### [Records for the task]
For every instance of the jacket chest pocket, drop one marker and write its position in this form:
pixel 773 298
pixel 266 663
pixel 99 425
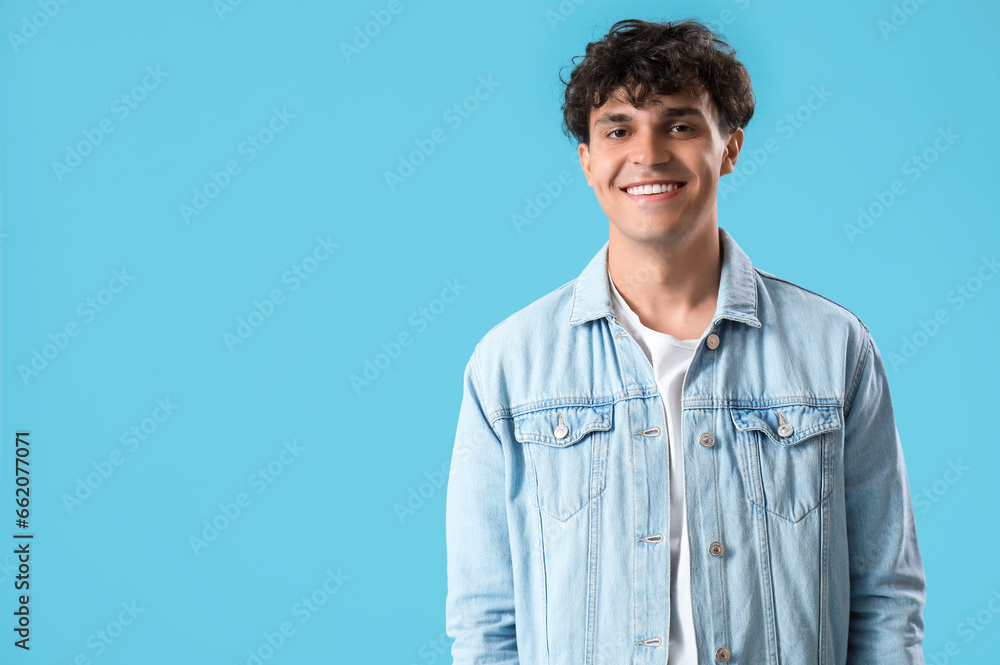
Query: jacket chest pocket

### [Activity]
In repeating the entries, exclude the pictures and alter nothing else.

### [Worked solution]
For every instance of the jacket chest pocket, drop one marker and write its position in this form:
pixel 773 298
pixel 266 663
pixel 99 425
Query: jacket chest pocket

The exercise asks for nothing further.